**Отрывок**
::::::
Михаил Рощин: Это, конечно, вопрос сложный. Я его, кстати говоря, тоже задавал. У меня была возможность с одним человеком, это бывший министр по делам национальностей Валентин Зорин, который сам по происхождению из Узбекистана, работал в Ташкенте, и вот я как раз интересовался, как было тогда. Но сейчас существует некое такое представление, что в советское время был некий золотой рай в этом смысле и что все национальности дружили, все было хорошо. На самом деле я должен сказать, что в определенной мере, наверное, все-таки тех противоречий, которые возникли потом, то ли они подспудом находились очень сильно в те времена, хотя, тем не менее, в ряде случаев мы знаем, что бывали противоречия...
Яков Кротов: И погромчики бывали.
Михаил Рощин: Да, выплескивались. Но действительно власть тогда довольно сильно все держала под контролем, это факт. Главное, о чем я уже раньше сказал, что все-таки имело значение, что тогда внутренняя миграция... Когда мы говорим о миграции, мы, конечно, должны иметь в виду, что существует, скажем, внешняя миграция из стран СНГ, бывших советских республик, и внутренняя миграция, скажем, с Северного Кавказа в центральную Россию, это несколько разные вещи. Но дело в том, что все эти миграции практически не существовали в советское время или были крайне ограничены, то есть они не носили такого массового характера. Поэтому в этом смысле пересечений и столкновений на межнациональной почве действительно в те времена возникало, мне кажется, меньше.
::::::
**Перечень материалов**

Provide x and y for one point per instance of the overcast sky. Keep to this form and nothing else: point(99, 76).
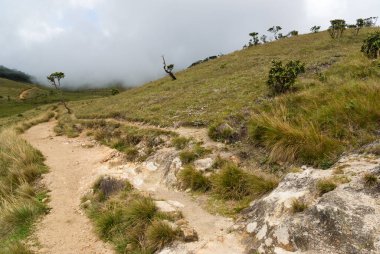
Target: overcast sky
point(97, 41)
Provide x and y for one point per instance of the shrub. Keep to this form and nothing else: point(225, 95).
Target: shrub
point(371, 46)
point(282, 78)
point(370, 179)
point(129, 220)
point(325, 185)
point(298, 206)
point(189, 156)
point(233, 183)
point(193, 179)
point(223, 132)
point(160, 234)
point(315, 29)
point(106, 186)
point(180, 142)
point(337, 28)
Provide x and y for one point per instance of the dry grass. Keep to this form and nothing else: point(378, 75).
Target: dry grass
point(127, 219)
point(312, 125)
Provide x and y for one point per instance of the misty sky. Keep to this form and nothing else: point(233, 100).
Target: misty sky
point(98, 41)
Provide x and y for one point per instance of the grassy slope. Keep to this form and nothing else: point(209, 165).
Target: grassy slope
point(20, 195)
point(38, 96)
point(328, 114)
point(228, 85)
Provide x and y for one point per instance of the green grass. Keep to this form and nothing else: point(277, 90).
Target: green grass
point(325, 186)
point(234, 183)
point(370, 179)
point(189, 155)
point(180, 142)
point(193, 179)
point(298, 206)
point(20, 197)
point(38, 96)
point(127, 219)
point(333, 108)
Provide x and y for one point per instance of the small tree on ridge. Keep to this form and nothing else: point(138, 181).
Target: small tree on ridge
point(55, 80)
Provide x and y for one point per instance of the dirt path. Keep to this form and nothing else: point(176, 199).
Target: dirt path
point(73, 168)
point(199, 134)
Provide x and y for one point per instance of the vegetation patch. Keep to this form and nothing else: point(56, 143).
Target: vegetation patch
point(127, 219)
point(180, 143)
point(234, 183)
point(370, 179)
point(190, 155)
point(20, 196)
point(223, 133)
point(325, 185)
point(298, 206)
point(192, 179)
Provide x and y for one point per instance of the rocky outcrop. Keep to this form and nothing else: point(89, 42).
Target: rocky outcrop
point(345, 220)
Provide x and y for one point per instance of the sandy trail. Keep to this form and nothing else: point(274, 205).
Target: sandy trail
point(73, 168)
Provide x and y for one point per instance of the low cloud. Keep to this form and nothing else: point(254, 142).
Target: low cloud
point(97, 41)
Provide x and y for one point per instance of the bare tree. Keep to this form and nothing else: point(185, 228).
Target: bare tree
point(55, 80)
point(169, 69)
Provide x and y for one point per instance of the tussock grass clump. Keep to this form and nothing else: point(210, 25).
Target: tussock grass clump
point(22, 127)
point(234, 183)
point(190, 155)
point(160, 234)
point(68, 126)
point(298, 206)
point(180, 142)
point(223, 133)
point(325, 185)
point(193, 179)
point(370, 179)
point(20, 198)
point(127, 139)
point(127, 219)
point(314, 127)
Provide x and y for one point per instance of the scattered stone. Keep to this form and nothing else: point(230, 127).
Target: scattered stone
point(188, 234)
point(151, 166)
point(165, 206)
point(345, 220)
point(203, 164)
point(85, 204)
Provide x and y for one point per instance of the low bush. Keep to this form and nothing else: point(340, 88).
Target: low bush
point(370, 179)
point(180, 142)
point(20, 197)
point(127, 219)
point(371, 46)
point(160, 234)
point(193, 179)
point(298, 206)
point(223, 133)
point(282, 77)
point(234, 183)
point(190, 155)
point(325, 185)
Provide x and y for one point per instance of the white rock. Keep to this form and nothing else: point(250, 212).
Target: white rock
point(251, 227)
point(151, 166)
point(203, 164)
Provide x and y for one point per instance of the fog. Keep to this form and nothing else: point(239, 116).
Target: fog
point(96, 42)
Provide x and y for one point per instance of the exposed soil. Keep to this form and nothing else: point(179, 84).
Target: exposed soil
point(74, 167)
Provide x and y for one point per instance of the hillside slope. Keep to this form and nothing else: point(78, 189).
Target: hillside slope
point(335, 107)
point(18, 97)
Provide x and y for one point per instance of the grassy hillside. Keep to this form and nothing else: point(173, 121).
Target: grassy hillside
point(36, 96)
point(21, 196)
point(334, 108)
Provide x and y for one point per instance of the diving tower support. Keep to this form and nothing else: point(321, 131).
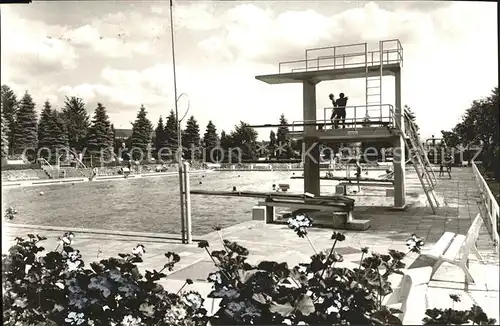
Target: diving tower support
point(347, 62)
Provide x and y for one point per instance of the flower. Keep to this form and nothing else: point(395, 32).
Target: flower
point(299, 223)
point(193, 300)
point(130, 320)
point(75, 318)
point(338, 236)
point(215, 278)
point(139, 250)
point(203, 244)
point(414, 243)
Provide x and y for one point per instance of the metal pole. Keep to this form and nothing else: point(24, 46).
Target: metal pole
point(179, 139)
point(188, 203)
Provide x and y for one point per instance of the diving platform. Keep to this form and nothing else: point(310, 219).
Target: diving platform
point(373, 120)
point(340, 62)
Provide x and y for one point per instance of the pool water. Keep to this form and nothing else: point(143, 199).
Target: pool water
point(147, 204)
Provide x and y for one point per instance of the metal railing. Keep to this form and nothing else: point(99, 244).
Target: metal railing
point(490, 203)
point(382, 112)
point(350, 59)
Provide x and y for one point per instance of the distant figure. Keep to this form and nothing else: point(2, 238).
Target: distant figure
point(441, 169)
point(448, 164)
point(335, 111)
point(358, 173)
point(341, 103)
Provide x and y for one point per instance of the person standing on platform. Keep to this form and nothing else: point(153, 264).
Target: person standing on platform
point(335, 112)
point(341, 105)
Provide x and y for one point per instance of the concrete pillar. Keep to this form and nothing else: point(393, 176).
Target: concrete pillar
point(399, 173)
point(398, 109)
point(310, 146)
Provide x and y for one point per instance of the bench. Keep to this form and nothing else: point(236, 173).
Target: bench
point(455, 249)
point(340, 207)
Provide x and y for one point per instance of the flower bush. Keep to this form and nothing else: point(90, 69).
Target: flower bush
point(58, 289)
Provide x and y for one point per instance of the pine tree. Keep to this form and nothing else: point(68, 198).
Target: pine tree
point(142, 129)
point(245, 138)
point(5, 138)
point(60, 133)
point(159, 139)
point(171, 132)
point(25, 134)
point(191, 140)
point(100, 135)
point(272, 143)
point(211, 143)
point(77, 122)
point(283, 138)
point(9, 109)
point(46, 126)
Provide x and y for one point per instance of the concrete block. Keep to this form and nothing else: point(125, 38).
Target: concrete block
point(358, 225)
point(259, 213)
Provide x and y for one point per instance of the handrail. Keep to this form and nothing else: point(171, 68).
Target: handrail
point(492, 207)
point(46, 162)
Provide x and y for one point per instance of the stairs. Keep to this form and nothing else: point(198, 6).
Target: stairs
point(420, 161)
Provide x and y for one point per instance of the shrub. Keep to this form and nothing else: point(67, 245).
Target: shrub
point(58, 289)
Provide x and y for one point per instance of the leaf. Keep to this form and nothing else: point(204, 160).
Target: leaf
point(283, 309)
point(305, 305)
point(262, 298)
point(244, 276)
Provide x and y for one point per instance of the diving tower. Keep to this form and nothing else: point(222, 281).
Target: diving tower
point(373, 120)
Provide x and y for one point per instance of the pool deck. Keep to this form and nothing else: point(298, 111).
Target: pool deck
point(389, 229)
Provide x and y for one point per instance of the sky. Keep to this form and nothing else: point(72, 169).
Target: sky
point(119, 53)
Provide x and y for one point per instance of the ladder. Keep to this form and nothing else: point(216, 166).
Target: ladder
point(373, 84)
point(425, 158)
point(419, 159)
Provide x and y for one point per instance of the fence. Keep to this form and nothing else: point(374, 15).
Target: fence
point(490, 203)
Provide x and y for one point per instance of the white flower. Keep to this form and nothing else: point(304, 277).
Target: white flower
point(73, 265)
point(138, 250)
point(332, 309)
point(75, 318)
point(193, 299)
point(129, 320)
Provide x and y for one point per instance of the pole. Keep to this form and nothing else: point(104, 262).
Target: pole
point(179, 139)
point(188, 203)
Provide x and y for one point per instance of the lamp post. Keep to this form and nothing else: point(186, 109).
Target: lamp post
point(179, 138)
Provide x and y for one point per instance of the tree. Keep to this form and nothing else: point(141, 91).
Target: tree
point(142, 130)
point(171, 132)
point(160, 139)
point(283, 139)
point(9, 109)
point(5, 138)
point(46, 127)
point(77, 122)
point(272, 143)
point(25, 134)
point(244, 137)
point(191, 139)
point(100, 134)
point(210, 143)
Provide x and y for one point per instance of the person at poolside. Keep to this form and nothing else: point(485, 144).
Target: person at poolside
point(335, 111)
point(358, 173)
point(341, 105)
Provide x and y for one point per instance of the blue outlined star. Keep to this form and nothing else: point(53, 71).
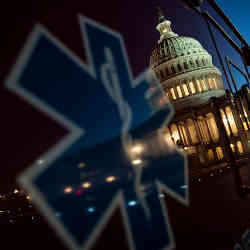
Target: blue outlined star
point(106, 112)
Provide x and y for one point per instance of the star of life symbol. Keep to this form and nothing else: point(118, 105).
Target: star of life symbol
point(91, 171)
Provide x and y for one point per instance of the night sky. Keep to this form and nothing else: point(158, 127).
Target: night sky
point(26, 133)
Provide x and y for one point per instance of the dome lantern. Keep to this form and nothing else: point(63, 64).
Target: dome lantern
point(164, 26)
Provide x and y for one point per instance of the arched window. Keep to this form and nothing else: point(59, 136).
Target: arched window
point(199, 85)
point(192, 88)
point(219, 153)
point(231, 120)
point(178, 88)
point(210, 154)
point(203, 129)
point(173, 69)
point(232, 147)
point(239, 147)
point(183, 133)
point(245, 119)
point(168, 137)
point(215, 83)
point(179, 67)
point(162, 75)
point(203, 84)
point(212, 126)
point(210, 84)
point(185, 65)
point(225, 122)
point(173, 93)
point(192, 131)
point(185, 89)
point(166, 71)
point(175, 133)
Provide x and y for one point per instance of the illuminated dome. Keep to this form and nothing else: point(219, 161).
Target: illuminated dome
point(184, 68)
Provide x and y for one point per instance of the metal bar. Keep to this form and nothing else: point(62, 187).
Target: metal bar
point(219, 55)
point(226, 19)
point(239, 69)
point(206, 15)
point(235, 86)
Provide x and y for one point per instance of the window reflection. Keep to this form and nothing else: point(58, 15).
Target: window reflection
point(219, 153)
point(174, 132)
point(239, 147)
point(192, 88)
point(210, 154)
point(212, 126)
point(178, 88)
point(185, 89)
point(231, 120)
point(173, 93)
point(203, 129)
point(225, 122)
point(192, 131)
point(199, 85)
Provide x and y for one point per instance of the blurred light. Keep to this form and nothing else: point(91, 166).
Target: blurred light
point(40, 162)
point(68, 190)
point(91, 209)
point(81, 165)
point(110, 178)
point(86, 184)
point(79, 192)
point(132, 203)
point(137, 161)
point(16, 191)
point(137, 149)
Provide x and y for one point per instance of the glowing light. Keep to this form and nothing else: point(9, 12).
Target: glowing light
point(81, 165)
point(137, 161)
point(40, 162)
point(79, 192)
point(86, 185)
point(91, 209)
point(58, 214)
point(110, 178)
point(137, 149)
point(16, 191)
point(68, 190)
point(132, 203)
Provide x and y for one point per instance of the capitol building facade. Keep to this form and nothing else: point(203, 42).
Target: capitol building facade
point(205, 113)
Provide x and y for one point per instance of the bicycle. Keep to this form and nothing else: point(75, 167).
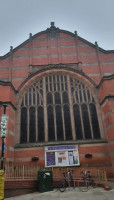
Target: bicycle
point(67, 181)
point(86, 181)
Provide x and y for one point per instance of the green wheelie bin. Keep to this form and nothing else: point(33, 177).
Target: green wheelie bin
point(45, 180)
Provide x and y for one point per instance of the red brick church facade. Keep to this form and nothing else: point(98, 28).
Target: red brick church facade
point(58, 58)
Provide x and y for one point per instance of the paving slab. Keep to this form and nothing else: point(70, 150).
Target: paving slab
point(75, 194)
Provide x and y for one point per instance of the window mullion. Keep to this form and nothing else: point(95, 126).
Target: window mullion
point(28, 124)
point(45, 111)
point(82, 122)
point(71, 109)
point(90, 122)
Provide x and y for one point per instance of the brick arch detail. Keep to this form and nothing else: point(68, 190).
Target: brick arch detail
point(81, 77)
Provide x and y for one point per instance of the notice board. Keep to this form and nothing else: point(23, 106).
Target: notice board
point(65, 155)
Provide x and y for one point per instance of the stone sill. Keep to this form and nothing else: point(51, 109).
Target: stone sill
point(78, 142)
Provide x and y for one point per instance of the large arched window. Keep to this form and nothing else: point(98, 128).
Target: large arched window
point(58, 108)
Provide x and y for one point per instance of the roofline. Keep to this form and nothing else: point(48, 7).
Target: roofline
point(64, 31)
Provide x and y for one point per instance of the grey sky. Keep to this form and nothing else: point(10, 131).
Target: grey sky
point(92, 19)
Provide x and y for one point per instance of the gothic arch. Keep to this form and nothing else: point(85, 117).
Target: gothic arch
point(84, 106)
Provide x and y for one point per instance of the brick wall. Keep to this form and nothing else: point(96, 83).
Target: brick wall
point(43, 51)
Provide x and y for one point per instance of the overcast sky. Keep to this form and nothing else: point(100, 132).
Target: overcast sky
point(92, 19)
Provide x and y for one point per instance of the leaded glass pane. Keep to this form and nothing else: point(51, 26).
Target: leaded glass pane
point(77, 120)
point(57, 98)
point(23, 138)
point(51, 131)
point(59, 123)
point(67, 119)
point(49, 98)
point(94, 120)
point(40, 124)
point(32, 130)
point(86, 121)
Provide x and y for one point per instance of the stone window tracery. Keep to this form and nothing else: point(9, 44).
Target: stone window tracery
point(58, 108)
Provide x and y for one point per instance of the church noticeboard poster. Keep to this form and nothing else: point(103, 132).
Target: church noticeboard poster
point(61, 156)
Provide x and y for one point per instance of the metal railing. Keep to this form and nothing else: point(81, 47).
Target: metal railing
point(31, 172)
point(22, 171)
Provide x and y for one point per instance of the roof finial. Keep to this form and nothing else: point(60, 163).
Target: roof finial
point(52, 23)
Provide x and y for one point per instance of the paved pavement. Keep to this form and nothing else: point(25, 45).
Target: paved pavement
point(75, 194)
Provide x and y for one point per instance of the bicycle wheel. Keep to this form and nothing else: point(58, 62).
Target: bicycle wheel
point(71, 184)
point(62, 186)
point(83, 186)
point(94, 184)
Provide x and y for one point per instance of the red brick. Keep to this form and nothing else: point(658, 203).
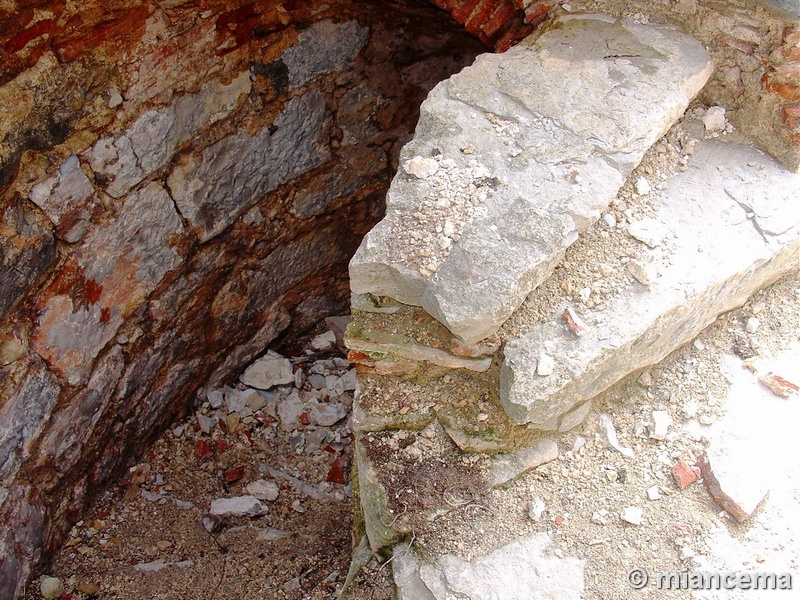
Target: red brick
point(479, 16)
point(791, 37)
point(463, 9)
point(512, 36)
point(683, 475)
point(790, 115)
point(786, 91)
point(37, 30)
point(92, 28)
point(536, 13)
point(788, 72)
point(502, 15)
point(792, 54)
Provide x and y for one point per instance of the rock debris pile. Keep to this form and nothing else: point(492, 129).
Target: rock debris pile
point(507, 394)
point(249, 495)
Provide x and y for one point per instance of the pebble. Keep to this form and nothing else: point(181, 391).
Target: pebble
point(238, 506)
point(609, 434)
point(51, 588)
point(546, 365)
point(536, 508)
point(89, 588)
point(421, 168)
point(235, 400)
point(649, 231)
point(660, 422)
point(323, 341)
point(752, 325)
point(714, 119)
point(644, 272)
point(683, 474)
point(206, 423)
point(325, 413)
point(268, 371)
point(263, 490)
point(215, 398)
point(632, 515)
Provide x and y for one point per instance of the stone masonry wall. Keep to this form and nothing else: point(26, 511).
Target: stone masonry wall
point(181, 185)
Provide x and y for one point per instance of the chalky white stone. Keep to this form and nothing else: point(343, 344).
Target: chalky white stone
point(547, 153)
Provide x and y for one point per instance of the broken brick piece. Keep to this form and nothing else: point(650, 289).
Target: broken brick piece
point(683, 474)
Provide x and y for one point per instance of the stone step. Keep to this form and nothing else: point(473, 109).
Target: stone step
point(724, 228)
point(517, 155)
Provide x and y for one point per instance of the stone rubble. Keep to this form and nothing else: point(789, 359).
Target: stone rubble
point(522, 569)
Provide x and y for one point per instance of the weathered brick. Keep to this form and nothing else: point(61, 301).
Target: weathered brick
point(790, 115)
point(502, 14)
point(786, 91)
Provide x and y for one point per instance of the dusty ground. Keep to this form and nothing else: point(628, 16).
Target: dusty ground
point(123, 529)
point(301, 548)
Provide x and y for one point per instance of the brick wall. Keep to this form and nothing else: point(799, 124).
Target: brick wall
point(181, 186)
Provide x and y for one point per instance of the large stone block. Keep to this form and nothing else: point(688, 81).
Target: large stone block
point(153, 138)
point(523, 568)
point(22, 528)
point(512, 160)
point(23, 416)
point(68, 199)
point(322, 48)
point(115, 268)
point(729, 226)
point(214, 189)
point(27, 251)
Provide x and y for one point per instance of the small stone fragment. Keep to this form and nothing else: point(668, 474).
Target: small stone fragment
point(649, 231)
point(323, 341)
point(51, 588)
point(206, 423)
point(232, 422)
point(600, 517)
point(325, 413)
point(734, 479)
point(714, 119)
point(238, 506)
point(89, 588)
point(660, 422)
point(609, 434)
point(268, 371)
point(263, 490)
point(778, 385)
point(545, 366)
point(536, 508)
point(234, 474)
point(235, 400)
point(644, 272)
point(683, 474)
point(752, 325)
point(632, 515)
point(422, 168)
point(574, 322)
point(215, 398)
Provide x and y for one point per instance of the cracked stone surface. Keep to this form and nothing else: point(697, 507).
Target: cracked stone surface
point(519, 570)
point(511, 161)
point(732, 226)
::::::
**Задания для выполнения**
**1.** Пожалуйста, перепишите фрагмент отрывка, начинающийся со слов "Михаил Рощин: Да, выплескивались." и заканчивающийся словами "мне кажется, меньше.", поменяв "в советское время" на "в годы СССР".
**2.** Ответьте на вопросы по отрывку:
(a) Какую должность раньше занимал Валентин Зорин и откуда он родом?
(b) Что, по реплике Якова Кротова, тоже бывало?
(c) Какой пример внутренней миграции приводит Михаил Рощин?

**Ответы по заданиям**
**1.**
Михаил Рощин: Да, выплескивались. Но действительно власть тогда довольно сильно все держала под контролем, это факт. Главное, о чем я уже раньше сказал, что все-таки имело значение, что тогда внутренняя миграция... Когда мы говорим о миграции, мы, конечно, должны иметь в виду, что существует, скажем, внешняя миграция из стран СНГ, бывших советских республик, и внутренняя миграция, скажем, с Северного Кавказа в центральную Россию, это несколько разные вещи. Но дело в том, что все эти миграции практически не существовали в годы СССР или были крайне ограничены, то есть они не носили такого массового характера. Поэтому в этом смысле пересечений и столкновений на межнациональной почве действительно в те времена возникало, мне кажется, меньше.

**2.**
(a) Бывший министр по делам национальностей, по происхождению из Узбекистана.
(b) Погромчики.
(c) Миграцию с Северного Кавказа в центральную Россию.